Aim: Extract the lines of the records below verbatim, and leave out the pictures.

(Records from a data source)
# # # # # # #

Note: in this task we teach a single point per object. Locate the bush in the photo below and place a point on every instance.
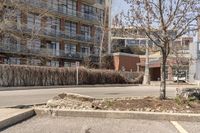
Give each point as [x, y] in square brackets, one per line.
[19, 75]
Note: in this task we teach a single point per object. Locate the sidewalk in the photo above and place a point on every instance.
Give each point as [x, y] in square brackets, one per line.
[9, 116]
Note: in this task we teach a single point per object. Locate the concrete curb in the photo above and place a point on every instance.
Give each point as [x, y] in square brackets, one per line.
[120, 114]
[67, 86]
[16, 118]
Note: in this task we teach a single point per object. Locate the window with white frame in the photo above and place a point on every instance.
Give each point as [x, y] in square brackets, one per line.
[100, 14]
[34, 44]
[54, 48]
[70, 28]
[53, 25]
[88, 11]
[34, 62]
[10, 43]
[85, 51]
[85, 30]
[96, 50]
[71, 7]
[53, 4]
[12, 60]
[53, 63]
[33, 22]
[62, 6]
[100, 2]
[70, 48]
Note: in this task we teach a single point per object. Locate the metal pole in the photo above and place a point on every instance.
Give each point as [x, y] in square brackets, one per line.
[77, 66]
[146, 80]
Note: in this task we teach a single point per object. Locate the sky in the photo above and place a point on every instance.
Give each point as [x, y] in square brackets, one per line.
[118, 6]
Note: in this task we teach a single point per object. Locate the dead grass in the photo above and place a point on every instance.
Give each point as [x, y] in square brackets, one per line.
[21, 75]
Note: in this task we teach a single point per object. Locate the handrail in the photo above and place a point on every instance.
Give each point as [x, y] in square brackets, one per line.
[28, 50]
[55, 8]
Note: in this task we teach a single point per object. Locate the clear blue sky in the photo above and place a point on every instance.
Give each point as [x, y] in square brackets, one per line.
[118, 6]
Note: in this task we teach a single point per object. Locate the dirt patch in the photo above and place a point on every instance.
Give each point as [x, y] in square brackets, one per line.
[148, 104]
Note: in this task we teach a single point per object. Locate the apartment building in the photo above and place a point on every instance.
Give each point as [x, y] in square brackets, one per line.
[52, 32]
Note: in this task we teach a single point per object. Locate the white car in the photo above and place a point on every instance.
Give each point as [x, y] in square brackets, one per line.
[183, 79]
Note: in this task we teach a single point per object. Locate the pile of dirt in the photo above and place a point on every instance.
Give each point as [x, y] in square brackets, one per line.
[148, 104]
[70, 101]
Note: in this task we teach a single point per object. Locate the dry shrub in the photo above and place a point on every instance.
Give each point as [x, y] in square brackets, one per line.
[21, 75]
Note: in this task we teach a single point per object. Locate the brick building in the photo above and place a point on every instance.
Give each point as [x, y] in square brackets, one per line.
[52, 32]
[130, 62]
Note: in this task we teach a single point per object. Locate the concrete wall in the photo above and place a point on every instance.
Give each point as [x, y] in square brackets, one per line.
[127, 62]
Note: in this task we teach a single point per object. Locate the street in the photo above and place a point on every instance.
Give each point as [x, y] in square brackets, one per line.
[101, 125]
[37, 96]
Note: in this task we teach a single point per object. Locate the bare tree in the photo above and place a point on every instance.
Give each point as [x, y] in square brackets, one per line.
[14, 24]
[163, 21]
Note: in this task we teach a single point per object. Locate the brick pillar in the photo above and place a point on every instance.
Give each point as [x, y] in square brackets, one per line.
[23, 18]
[170, 73]
[78, 47]
[93, 29]
[78, 28]
[62, 24]
[79, 5]
[62, 45]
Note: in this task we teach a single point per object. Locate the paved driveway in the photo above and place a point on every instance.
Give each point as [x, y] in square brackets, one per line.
[36, 96]
[100, 125]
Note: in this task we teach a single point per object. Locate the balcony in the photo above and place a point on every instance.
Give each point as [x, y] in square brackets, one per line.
[91, 2]
[60, 11]
[52, 33]
[10, 48]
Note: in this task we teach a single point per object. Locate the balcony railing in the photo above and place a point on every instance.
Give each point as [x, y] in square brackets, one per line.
[52, 33]
[43, 52]
[59, 9]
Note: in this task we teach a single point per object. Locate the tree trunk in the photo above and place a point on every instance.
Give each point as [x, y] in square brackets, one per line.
[163, 76]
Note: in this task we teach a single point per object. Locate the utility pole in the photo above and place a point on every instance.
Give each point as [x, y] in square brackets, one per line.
[146, 80]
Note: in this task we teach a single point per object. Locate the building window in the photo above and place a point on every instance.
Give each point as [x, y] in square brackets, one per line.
[70, 49]
[70, 28]
[88, 11]
[71, 7]
[100, 2]
[98, 34]
[69, 64]
[53, 4]
[96, 50]
[11, 44]
[33, 22]
[12, 60]
[53, 63]
[86, 32]
[53, 25]
[100, 14]
[34, 44]
[53, 48]
[34, 62]
[62, 6]
[85, 51]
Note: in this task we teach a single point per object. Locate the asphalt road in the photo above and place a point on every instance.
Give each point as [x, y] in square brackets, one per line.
[37, 96]
[100, 125]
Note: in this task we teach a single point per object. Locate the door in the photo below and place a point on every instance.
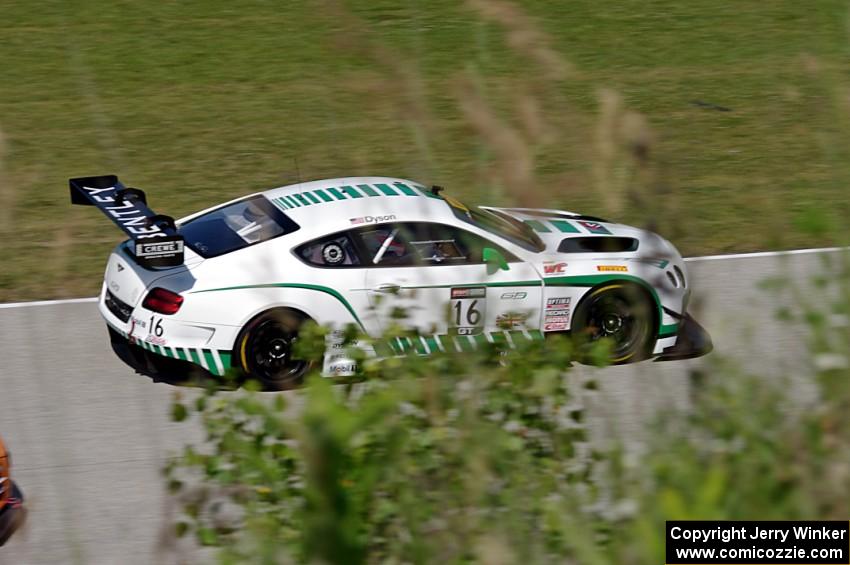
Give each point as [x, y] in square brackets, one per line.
[433, 278]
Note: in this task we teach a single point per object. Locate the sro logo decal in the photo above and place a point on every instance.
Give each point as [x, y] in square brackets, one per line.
[519, 295]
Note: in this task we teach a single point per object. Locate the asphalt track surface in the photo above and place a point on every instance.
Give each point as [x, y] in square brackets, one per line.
[89, 437]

# # # # # # #

Reply to the exercise:
Note: in this task we teach a single point per object. Locate the bush in the photo below and place a point on every instance.
Give each point as [x, y] in square brackets, one per line.
[19, 75]
Note: in this task we teach a single point per object. Locate the sidewalk in the photo above and place a point on every instance.
Give each point as [x, y] in square brackets, one per line.
[9, 116]
Note: in this task we teach a single point per object. Locate the concrete curb in the photo above and place a point on every instance.
Give each point as [x, y] in square brackets, one per line.
[120, 114]
[67, 86]
[16, 118]
Note: in this task we teach a single point per object. Locate the window with white frame in the photo above and place a point on every instance.
Give each point as [x, y] in square brackets, one per line.
[100, 14]
[34, 44]
[54, 48]
[70, 28]
[53, 25]
[88, 11]
[34, 62]
[10, 43]
[85, 51]
[85, 30]
[96, 50]
[71, 7]
[53, 4]
[12, 60]
[53, 63]
[33, 22]
[62, 6]
[100, 2]
[70, 48]
Note: in this task we teach a single point per object. Locate the metal pole in the photo above and place a point on every instance.
Give each point as [x, y] in square brackets, one per line.
[77, 66]
[146, 80]
Note: in this task we teach a single point per object. Locate the sky in the photo above and place a point on every instance.
Give each point as [x, y] in square brackets, one per line.
[118, 6]
Note: in this task we teach a single point per object. Locate the dead grass in the photo above and place a point on every instance.
Give each point as [x, y] in square brackets, one per line.
[21, 75]
Note: in this task we teach a single point per object. Locate the handrail in the photo above and place a point on every instance.
Give each point as [x, y] in square brackets, one per line.
[28, 50]
[55, 8]
Note: in this task we teach a single point per object. Locate the clear blue sky in the photo above and place a point on every instance.
Give each point as [x, y] in square brackets, one per line.
[118, 6]
Note: in this task we teach a single point per object. Locate the dirt patch in the photo above and place a point on every instance.
Give each point as [x, y] in square brackets, one per line.
[148, 104]
Note: in this task we teach a single point per object. Locate the apartment building in the photo above and place a point on every instance.
Give each point as [x, y] in square brackets, one per line.
[52, 32]
Note: in this task we teach a single point per object. Locate the white car in the photo above and place a point on every instance.
Give each point as [x, y] in square brackets, one per line.
[183, 79]
Note: in this task we teach a single point per object. Locate the pile of dirt in the photo above and place a point on every instance.
Give each point as [x, y] in square brackets, one per line.
[148, 104]
[70, 101]
Note: in this task we teach a single point per object. Locate the dry shrub in the photo above and place a point on every instance.
Give each point as [x, y] in square brackets, one per line.
[21, 75]
Note: in this task we teach a single point per object. Locate the brick building in the photo above and place a point on every instance.
Give each point as [x, y] in square brackets, one per line.
[52, 32]
[130, 62]
Note: in this task we teach a single point per object. Locate the concrete wall in the photo above and place a point on every instance.
Give each point as [x, y] in square brackets, one per line.
[127, 62]
Note: in this task we teach a single point per object. Locate the street in the photo above and place a point on every instance.
Give each point as [x, y] in square brackets, one per line.
[101, 125]
[37, 96]
Note: in this task we teach a single point per object. Locate the bare tree in the photo above and place a point on every instance.
Give each point as [x, y] in square brackets, one per line.
[14, 24]
[163, 21]
Note: in this task we teach a single point per object. Locate the brick pillar in the photo above and place a point on every instance.
Give each point as [x, y] in square brackets, one per line.
[23, 18]
[170, 73]
[78, 47]
[93, 29]
[78, 28]
[62, 24]
[79, 5]
[62, 45]
Note: in this task we teach a single point per object. Locate the paved driveway in the photo above and place a point on every instance.
Give each point as [x, y] in square brackets, one per line.
[36, 96]
[100, 125]
Note: in this task we teach a single point per object. Locate the balcony in the photo above and place a point on every instance.
Give each point as [x, y] in square brackets, one per line.
[91, 2]
[60, 11]
[52, 33]
[10, 48]
Note: in this task we teach a single point per object. Locate the balcony railing in the photo above and place a point on every instance.
Give each point as [x, y] in square brackets, one per line.
[52, 33]
[43, 52]
[59, 9]
Note: in this task we teach a single point per object. Locate the tree trunk in the photo above and place a point on every instance.
Give each point as [x, y] in square brackets, one per line.
[163, 76]
Note: in this task we teach a single point per object. Locate the utility pole in the photo above and place a point on every instance.
Give each point as [x, y] in square brackets, one per line.
[146, 80]
Note: in this task we teach a single point per object. Locate the building window in the photo above and place a point on every instance.
Give each point as [x, y] in square brackets, one per line.
[70, 49]
[70, 28]
[88, 11]
[71, 7]
[100, 2]
[98, 34]
[69, 64]
[53, 4]
[96, 50]
[11, 44]
[33, 22]
[12, 60]
[53, 63]
[86, 32]
[53, 25]
[100, 14]
[34, 44]
[53, 48]
[34, 62]
[62, 6]
[85, 51]
Note: in this task we teach a single point per object. Locate the asphalt road in the photo above and place a point on every instance.
Give each point as [x, y] in square brackets, one per line.
[37, 96]
[100, 125]
Note: in this task we teach a single point per object. Locate the door in the photo below and place a point on every instance.
Give each point as [x, y] in square brackets, one per line.
[433, 278]
Note: in this task we teach a single point per object. Locate the sro logo decal in the photo above and place a point on every instance.
Give each point as [x, y] in square brackets, one per line.
[519, 295]
Note: in this task we teach a single point per object. Locate the asphalt track surface in the photo above and place a point on every instance.
Give each point as [x, y] in square brackets, one per line.
[89, 437]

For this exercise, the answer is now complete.